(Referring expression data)
========================================
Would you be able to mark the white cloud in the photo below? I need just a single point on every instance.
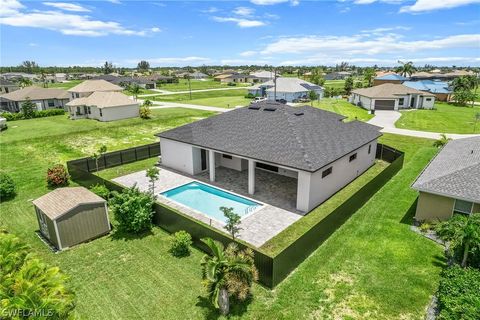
(13, 13)
(241, 22)
(430, 5)
(67, 6)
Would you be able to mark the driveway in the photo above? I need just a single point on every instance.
(387, 119)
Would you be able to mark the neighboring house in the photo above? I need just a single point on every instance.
========================================
The records above, copied word for word without the pictures, are what should be output.

Would you be able to mark the white cloud in the photo below? I need just a single point on every instance.
(13, 13)
(241, 22)
(430, 5)
(67, 6)
Would you be able to mark the driveway in the photo above? I need just a single point on every instance.
(387, 119)
Would you be able to mark the neighboring house in the photo above? I need just a single point on every instance.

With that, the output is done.